Exercise
Rewrite everything from the line containing "The service MUST place a point on the green grass, one" down to the line containing "x=95, y=246", replacing "green grass" with "grass field" and leaving all else as it stands.

+ + +

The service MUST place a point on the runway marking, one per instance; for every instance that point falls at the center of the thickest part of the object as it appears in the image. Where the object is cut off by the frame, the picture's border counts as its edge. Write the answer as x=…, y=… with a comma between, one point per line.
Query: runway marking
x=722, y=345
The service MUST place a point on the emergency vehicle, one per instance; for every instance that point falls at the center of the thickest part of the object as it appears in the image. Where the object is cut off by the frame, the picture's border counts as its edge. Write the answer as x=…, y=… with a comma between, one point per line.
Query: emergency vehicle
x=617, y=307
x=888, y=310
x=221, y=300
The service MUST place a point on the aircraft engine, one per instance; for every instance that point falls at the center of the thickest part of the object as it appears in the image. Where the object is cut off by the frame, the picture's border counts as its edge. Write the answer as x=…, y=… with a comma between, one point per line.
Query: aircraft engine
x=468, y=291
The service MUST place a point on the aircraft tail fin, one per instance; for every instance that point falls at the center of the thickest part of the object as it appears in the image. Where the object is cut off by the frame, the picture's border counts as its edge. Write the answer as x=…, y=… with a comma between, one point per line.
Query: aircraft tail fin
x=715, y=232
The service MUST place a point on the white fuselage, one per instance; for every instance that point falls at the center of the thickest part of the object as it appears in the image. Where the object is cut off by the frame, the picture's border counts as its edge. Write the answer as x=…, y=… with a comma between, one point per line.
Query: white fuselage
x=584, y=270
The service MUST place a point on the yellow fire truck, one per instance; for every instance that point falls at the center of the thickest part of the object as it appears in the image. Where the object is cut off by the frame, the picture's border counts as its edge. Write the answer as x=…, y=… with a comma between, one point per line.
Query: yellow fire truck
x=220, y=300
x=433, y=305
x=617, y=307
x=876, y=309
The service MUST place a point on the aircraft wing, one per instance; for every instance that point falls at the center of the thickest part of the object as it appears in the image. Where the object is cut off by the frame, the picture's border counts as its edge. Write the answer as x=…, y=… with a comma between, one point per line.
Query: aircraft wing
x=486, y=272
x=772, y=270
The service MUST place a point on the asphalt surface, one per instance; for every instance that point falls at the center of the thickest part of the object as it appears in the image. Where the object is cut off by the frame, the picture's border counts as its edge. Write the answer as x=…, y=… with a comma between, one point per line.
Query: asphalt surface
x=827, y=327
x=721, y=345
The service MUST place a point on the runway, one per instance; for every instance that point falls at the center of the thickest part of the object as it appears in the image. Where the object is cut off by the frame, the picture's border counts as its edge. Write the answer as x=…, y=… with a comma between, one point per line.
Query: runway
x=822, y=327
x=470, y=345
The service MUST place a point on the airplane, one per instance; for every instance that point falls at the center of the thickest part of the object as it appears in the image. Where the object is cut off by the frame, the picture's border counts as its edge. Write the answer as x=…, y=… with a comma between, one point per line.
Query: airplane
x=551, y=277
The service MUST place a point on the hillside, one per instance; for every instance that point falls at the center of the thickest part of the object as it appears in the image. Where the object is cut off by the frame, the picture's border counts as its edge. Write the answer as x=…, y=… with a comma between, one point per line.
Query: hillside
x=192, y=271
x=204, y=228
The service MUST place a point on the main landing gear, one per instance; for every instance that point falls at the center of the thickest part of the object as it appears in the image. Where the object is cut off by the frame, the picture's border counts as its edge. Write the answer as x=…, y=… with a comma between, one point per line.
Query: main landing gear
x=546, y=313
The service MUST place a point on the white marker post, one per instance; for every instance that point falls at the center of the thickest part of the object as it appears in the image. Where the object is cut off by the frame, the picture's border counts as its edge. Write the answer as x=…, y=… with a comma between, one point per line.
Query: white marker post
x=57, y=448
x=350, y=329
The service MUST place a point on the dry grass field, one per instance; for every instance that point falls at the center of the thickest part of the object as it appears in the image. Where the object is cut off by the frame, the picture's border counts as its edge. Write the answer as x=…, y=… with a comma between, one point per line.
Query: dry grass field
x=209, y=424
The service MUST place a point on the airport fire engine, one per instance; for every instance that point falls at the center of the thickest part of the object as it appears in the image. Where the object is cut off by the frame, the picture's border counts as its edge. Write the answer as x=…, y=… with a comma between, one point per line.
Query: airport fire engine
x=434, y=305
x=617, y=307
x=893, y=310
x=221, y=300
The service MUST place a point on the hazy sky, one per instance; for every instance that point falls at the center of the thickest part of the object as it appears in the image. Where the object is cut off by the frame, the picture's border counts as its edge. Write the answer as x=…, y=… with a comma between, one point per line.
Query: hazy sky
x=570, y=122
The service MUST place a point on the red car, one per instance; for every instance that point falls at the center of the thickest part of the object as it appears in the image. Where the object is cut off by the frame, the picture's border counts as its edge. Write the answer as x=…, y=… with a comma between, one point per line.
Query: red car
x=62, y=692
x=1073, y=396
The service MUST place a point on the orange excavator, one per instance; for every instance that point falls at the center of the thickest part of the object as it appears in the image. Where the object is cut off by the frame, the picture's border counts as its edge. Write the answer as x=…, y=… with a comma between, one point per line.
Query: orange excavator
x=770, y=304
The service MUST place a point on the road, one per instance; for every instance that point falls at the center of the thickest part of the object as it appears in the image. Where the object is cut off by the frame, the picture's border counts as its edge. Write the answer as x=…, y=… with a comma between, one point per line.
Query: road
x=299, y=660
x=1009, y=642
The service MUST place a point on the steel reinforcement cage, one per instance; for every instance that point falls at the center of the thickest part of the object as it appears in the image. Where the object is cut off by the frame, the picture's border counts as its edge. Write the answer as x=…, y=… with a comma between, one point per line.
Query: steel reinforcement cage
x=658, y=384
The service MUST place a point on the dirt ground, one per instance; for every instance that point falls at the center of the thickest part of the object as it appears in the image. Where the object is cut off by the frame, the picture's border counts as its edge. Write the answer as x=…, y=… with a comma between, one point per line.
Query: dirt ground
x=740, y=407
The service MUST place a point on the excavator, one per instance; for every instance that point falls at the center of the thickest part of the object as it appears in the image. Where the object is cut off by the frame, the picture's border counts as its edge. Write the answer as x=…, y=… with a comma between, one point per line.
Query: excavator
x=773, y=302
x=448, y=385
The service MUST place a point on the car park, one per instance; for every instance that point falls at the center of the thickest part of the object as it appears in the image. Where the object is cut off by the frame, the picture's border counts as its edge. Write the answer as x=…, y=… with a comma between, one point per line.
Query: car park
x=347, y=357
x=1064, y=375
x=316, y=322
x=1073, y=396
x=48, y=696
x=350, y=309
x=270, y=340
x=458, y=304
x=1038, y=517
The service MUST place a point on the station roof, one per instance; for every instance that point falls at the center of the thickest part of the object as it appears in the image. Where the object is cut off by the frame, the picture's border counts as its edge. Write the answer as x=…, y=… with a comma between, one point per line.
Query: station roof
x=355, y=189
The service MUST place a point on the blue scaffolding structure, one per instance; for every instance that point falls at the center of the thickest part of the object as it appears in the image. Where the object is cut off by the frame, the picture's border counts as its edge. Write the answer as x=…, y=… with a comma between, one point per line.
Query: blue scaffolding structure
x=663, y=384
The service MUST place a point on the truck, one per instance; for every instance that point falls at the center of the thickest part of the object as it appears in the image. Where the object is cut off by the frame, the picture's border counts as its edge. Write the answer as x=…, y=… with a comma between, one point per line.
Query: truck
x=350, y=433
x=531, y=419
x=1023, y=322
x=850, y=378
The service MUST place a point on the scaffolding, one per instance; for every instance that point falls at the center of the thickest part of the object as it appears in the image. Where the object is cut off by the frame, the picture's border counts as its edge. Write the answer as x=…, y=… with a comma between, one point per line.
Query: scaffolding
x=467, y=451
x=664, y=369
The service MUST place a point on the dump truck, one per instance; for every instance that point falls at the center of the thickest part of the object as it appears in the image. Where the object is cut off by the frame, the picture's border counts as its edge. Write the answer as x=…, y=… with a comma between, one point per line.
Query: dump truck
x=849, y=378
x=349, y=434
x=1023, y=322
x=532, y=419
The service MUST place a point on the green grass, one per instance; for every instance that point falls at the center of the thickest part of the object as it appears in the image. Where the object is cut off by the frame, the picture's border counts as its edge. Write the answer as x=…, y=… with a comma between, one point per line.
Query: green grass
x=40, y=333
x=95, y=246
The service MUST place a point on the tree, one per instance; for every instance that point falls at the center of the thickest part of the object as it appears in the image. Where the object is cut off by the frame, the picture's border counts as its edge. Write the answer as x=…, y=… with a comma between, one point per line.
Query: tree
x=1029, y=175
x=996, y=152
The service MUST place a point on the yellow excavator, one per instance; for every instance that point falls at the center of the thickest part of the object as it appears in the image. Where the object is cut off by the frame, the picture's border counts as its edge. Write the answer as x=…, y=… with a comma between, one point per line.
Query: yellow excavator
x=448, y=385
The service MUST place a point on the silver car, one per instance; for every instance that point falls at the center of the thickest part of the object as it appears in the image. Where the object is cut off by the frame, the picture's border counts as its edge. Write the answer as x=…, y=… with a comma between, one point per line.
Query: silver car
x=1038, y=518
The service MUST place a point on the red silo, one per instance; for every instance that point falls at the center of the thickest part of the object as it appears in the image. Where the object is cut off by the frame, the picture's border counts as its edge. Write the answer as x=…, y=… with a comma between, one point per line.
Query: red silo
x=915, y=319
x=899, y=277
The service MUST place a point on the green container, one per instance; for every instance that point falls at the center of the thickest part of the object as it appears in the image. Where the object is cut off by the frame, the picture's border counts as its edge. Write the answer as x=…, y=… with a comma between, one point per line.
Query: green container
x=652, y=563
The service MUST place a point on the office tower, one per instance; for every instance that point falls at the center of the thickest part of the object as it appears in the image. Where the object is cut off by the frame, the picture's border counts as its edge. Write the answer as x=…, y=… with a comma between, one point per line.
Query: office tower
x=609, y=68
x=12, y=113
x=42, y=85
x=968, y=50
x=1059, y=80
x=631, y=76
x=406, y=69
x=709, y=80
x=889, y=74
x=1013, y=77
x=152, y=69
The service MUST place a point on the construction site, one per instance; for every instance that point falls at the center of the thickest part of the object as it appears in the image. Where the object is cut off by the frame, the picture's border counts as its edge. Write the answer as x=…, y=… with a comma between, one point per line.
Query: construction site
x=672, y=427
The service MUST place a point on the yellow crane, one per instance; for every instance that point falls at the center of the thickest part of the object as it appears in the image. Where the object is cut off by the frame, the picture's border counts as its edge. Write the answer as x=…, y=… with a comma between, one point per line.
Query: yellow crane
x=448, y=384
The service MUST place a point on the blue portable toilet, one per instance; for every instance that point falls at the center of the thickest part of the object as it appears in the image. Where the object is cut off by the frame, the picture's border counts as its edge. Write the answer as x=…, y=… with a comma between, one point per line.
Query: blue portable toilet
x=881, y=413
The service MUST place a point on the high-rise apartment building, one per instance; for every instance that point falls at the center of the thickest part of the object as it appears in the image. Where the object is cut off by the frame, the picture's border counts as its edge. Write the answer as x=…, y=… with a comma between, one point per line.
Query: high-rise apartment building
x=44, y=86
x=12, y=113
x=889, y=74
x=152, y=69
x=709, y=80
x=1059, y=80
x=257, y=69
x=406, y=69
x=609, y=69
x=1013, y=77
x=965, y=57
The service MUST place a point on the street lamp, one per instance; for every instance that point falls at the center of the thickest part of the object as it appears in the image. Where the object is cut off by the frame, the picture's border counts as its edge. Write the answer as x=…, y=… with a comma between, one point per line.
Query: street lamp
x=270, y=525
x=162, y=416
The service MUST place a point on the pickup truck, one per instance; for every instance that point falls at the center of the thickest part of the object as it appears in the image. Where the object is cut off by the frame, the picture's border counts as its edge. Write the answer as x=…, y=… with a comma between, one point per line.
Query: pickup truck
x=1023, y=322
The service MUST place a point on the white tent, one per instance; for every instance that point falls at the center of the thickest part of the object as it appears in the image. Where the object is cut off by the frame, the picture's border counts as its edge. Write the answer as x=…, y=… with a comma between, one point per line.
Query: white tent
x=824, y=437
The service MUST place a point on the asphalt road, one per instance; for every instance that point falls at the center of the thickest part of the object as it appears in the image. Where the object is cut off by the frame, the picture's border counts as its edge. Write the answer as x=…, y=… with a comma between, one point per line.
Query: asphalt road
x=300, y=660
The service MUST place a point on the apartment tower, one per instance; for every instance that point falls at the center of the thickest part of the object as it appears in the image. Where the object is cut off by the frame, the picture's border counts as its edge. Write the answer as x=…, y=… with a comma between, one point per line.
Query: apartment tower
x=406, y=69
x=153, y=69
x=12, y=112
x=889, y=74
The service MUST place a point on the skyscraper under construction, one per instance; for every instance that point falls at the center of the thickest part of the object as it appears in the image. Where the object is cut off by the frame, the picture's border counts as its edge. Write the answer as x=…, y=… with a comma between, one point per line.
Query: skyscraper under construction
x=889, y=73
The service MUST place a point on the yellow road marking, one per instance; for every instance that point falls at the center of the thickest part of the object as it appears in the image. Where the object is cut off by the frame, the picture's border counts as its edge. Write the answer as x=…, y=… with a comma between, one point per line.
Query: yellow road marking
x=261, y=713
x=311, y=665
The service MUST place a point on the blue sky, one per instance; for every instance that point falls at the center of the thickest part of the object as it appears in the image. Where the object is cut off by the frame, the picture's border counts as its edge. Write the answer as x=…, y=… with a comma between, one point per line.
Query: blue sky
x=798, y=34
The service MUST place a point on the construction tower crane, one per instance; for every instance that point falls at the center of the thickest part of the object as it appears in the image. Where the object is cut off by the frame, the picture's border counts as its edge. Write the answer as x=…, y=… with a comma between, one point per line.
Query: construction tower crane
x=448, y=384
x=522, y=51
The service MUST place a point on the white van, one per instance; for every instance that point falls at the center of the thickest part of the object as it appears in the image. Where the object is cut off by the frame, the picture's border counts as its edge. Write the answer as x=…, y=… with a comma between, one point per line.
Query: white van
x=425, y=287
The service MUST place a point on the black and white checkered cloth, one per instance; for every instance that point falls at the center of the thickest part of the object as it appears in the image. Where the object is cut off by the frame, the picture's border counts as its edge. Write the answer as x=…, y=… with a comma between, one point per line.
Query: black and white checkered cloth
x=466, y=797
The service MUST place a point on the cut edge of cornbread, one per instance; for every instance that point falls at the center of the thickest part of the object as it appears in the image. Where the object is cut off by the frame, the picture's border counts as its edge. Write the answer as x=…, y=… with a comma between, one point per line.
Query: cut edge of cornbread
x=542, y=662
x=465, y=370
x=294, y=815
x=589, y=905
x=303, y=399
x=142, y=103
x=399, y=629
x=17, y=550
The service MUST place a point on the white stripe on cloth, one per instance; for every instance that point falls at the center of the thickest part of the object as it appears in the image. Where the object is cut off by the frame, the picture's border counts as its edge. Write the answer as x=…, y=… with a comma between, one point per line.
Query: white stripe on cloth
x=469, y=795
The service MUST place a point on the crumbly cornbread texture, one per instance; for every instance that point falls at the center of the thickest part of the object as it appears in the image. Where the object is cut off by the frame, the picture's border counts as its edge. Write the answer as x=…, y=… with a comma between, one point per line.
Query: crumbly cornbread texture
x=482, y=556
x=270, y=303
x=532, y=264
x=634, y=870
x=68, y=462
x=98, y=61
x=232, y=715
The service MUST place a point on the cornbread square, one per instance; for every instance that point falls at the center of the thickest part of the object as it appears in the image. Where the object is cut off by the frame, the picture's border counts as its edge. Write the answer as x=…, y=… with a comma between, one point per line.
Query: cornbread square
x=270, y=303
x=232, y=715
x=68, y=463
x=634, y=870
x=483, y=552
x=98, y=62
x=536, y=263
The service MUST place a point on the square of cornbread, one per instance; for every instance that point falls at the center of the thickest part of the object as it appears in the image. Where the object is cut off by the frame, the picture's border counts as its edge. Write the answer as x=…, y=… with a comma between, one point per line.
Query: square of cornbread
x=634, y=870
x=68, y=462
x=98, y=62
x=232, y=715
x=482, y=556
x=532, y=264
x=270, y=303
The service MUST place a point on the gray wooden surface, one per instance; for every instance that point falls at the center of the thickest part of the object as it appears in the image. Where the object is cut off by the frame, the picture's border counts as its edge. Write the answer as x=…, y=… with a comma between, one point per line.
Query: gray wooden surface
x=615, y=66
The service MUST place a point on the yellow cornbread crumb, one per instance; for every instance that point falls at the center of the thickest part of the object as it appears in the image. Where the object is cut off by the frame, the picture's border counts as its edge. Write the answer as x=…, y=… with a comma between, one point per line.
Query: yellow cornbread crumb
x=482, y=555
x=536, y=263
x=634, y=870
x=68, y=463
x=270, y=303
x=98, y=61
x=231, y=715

+ + +

Answer for the task
The service MUST place a point on the grass field, one per instance; for every instance that point falls at the center of the thickest part of the object as it appears in the image. Where the object is cut off by the frame, the picture's border counts as its edge. Write the answer as x=…, y=… with a comma between, one point per line.
Query: grass field
x=40, y=333
x=95, y=246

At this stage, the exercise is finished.